[Instructions for the task]
Reproduce every one of the following lines word for word.

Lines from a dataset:

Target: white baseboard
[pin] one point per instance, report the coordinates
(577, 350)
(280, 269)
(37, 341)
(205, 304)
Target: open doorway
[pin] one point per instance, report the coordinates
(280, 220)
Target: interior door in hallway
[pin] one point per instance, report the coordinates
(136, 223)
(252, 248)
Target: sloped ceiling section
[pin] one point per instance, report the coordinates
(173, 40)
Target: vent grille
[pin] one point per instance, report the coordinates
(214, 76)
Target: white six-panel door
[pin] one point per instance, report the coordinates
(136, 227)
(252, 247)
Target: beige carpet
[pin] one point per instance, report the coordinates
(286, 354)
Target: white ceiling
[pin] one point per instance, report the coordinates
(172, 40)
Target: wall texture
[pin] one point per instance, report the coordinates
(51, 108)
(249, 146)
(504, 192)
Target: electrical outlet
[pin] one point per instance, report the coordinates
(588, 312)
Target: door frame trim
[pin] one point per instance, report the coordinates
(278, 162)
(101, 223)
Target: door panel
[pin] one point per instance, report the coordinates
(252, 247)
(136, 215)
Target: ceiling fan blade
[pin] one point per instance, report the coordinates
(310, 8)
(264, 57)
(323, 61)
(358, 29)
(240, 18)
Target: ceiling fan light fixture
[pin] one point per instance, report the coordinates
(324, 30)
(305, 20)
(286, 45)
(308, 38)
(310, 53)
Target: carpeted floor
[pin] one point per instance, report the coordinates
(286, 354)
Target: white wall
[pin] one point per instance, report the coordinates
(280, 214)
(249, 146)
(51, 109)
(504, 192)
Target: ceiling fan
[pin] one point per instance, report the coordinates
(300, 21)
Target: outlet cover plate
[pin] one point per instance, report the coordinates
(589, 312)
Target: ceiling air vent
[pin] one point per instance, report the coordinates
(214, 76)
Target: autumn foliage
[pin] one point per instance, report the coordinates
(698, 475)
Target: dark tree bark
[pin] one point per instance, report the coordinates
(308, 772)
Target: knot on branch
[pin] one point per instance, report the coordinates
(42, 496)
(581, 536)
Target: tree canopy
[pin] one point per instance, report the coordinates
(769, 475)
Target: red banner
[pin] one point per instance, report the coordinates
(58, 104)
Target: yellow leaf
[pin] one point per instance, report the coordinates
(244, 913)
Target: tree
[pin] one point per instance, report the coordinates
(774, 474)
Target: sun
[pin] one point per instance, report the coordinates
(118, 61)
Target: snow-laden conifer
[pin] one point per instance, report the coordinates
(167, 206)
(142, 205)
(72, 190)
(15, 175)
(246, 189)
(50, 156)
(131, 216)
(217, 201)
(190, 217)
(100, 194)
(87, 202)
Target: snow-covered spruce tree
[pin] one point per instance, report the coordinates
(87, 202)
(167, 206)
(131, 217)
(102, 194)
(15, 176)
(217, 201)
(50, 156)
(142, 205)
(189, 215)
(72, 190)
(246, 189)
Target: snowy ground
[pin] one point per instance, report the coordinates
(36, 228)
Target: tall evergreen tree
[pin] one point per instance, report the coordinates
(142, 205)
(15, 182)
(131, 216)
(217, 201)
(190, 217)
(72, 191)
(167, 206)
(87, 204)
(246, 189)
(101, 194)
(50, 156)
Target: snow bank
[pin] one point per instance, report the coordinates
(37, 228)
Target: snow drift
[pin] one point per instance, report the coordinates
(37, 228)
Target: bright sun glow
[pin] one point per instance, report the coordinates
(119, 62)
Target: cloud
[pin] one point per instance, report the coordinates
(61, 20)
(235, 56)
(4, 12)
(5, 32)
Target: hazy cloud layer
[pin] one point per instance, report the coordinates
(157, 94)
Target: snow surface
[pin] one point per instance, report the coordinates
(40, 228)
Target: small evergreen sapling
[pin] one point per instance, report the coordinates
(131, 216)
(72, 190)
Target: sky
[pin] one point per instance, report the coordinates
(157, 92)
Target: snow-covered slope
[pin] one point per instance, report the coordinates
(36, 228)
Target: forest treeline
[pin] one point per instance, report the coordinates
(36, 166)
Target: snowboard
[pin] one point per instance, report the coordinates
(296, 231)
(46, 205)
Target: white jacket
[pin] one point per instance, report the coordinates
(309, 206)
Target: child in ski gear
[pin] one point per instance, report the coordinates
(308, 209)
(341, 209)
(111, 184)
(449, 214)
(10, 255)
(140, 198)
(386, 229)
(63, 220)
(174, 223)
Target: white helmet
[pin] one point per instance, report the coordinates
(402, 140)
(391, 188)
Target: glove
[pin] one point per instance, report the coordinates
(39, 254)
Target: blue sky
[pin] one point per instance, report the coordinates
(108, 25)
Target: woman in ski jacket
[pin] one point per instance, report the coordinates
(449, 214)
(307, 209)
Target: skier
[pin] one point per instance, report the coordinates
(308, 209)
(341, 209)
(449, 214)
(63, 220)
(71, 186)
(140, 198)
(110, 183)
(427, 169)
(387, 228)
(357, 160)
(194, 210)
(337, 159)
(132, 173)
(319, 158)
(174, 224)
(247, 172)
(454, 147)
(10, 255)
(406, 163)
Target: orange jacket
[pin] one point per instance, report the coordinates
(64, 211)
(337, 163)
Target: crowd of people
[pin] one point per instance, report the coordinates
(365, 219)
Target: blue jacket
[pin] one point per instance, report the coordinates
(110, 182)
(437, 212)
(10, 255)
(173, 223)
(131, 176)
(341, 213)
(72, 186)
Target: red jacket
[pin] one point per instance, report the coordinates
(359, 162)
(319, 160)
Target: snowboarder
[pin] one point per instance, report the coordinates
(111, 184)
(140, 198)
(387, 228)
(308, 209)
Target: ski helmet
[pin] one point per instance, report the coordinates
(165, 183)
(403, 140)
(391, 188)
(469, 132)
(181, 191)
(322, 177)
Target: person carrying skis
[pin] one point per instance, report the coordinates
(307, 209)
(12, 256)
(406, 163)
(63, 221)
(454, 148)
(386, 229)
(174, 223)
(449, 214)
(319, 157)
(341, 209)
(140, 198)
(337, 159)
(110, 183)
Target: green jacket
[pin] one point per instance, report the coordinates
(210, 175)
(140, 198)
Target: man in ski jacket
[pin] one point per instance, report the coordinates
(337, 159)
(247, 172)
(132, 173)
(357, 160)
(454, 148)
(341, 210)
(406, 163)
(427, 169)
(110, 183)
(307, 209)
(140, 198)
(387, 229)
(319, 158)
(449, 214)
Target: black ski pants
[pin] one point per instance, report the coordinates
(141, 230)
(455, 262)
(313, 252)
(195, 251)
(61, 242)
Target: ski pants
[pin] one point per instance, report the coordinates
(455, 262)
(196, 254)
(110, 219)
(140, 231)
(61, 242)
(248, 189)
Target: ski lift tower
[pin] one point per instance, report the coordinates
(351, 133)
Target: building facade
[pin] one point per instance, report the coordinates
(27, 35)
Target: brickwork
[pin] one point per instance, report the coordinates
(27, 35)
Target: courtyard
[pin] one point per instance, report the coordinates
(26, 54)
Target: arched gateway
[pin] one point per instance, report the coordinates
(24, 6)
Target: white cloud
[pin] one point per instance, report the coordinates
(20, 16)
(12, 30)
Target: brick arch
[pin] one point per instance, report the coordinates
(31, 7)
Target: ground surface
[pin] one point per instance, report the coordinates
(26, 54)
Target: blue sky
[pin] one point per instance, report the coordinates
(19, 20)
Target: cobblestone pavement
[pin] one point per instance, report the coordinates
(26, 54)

[Expected answer]
Target: white baseboard
[pin] one point per instance, report the coordinates
(577, 350)
(280, 269)
(37, 341)
(205, 304)
Target: open doorway
[pin] one point per instance, report the coordinates
(280, 220)
Target: interior door in hallway
[pin] one point per instance, report the coordinates
(136, 223)
(252, 248)
Target: sloped ceiling section
[pin] one point per instance, report the coordinates
(173, 40)
Target: vent grille
[pin] one point per instance, report the coordinates
(214, 76)
Target: white six-panel door
[pin] one point per instance, report the coordinates
(136, 227)
(252, 247)
Target: beige carpet
[pin] one point per instance, report the coordinates
(286, 354)
Target: white ceiling
[pin] one point per instance, report the coordinates
(172, 40)
Target: wall texture
[pin] one point per instance, report the coordinates
(51, 108)
(249, 146)
(504, 192)
Target: electrical outlet
[pin] one point per instance, report the coordinates
(588, 312)
Target: door frame trim
[pin] one point per instance, report the coordinates
(278, 162)
(101, 223)
Target: door panel
[pin] one point per instance, report the coordinates
(252, 247)
(136, 215)
Target: ceiling fan blade
[pin] one point per instance, report the coordinates
(310, 8)
(264, 57)
(323, 61)
(358, 29)
(240, 18)
Target: ceiling fan light fixture
[pin] one point per instance, report the coordinates
(324, 30)
(305, 20)
(286, 45)
(308, 38)
(310, 53)
Target: carpeted floor
[pin] one point per instance, report the coordinates
(286, 354)
Target: white wall
[pin] one point per instance, report the coordinates
(280, 214)
(249, 146)
(51, 109)
(504, 192)
Target: ceiling fan
[pin] one point per instance, report the coordinates
(300, 21)
Target: outlet cover plate
[pin] one point per instance, report the coordinates
(589, 312)
Target: ceiling air vent
[pin] one point per instance, report the coordinates
(214, 76)
Target: autumn foliage
[pin] one point per instance, report the coordinates
(698, 475)
Target: dark tree bark
[pin] one point per instance, report the coordinates
(308, 772)
Target: knot on branch
[pin] one point per instance, report the coordinates
(42, 496)
(581, 536)
Target: tree canopy
[pin] one point per instance, report the coordinates
(769, 475)
Target: red banner
[pin] one point per instance, report the coordinates
(58, 104)
Target: yellow leaf
[pin] one point per instance, report the coordinates
(244, 913)
Target: tree
[pin] one point per instance, report the coordinates
(774, 474)
Target: sun
[pin] one point per instance, report the coordinates
(118, 61)
Target: snow-laden conifer
[pin] one point per instance, report the coordinates
(167, 206)
(142, 205)
(72, 190)
(15, 175)
(246, 189)
(50, 156)
(131, 216)
(217, 201)
(190, 217)
(100, 194)
(87, 202)
Target: snow-covered spruce tree
[pin] one point per instance, report the coordinates
(87, 202)
(167, 206)
(131, 217)
(102, 194)
(15, 176)
(217, 201)
(50, 156)
(142, 205)
(189, 215)
(72, 190)
(246, 189)
Target: snowy ground
[pin] one point per instance, report the coordinates
(36, 228)
Target: tall evergreen tree
[pin] one point per instance, report the coordinates
(142, 205)
(15, 182)
(131, 216)
(217, 201)
(190, 217)
(72, 191)
(167, 206)
(87, 204)
(246, 189)
(101, 194)
(50, 156)
Target: snow bank
[pin] one point per instance, report the coordinates
(37, 228)
Target: snow drift
[pin] one point per instance, report the coordinates
(37, 228)
Target: bright sun glow
[pin] one point per instance, report the coordinates
(119, 62)
Target: cloud
[pin] one point per instance, report the coordinates
(61, 20)
(235, 56)
(4, 12)
(5, 32)
Target: hazy cloud layer
[pin] one point per instance, report the coordinates
(157, 94)
Target: snow surface
[pin] one point per instance, report the coordinates
(40, 228)
Target: small evergreen sapling
[pin] one point per instance, report the coordinates
(131, 216)
(72, 190)
Target: sky
[pin] one point per instance, report the coordinates
(157, 92)
Target: snow-covered slope
[pin] one point per instance, report the coordinates
(36, 228)
Target: forest treeline
[pin] one point per instance, report the coordinates
(36, 166)
Target: snowboard
[pin] one point per instance, report the coordinates
(296, 231)
(46, 205)
Target: white jacket
[pin] one point per instance, report the coordinates
(309, 206)
Target: child in ski gear
[pin] one point per instance, report the coordinates
(308, 209)
(341, 209)
(111, 184)
(449, 214)
(10, 255)
(140, 198)
(386, 229)
(63, 220)
(174, 223)
Target: white helmet
[pin] one point per instance, report the coordinates
(402, 140)
(391, 188)
Target: glove
[pin] one point per instance, report the coordinates
(39, 254)
Target: blue sky
[pin] one point per instance, report the coordinates
(108, 25)
Target: woman in ski jacket
[pin] one point per instance, report the coordinates
(449, 214)
(307, 209)
Target: skier
[pin] one point per instance, report the coordinates
(308, 209)
(341, 209)
(449, 214)
(63, 220)
(71, 186)
(140, 198)
(110, 183)
(427, 169)
(387, 228)
(357, 160)
(194, 210)
(337, 159)
(132, 173)
(319, 158)
(174, 224)
(247, 172)
(454, 147)
(10, 255)
(406, 163)
Target: orange jacket
[pin] one point per instance, report the coordinates
(64, 211)
(337, 163)
Target: crowd of people
[pin] one point per instance, report the coordinates
(365, 219)
Target: blue jacket
[pin] one point per instance, report the coordinates
(110, 182)
(437, 212)
(10, 255)
(173, 223)
(131, 176)
(341, 213)
(72, 186)
Target: red jacket
[pin] one point per instance, report the coordinates
(359, 162)
(319, 160)
Target: snowboarder
[pin] one point per instance, report the coordinates
(111, 184)
(140, 198)
(387, 228)
(308, 209)
Target: ski helmet
[pin] one point per instance, report the coordinates
(165, 183)
(403, 140)
(391, 188)
(469, 132)
(181, 191)
(322, 177)
Target: person carrying skis
[pin] one point per instance, report the coordinates
(307, 209)
(12, 256)
(406, 163)
(63, 221)
(454, 148)
(386, 229)
(174, 223)
(449, 214)
(319, 157)
(341, 209)
(140, 198)
(337, 159)
(110, 183)
Target: green jacket
[pin] one point per instance, report the coordinates
(210, 175)
(140, 198)
Target: man in ski jacket
[pin] one point per instance, report the coordinates
(337, 159)
(247, 172)
(132, 173)
(357, 160)
(454, 148)
(341, 210)
(406, 163)
(427, 169)
(110, 183)
(307, 209)
(140, 198)
(387, 229)
(319, 158)
(449, 214)
Target: black ski pants
[pin] one point per instance, report the coordinates
(141, 230)
(455, 262)
(313, 252)
(195, 251)
(61, 242)
Target: ski pants
[pin] one point per instance, report the coordinates
(455, 262)
(196, 254)
(110, 219)
(140, 231)
(61, 242)
(248, 189)
Target: ski lift tower
[pin] one point per instance, report the coordinates
(351, 133)
Target: building facade
[pin] one point per instance, report the coordinates
(27, 35)
Target: brickwork
[pin] one point per instance, report the coordinates
(27, 35)
Target: courtyard
[pin] one point per instance, report the coordinates
(26, 54)
Target: arched gateway
[pin] one point per instance, report the coordinates
(24, 6)
Target: white cloud
[pin] one point per instance, report the coordinates
(20, 16)
(12, 30)
Target: brick arch
[pin] one point per instance, report the coordinates
(31, 7)
Target: ground surface
[pin] one point per instance, report the coordinates
(26, 54)
Target: blue sky
[pin] one point per instance, report the coordinates
(19, 20)
Target: cobblestone pavement
[pin] one point per instance, report the coordinates
(26, 54)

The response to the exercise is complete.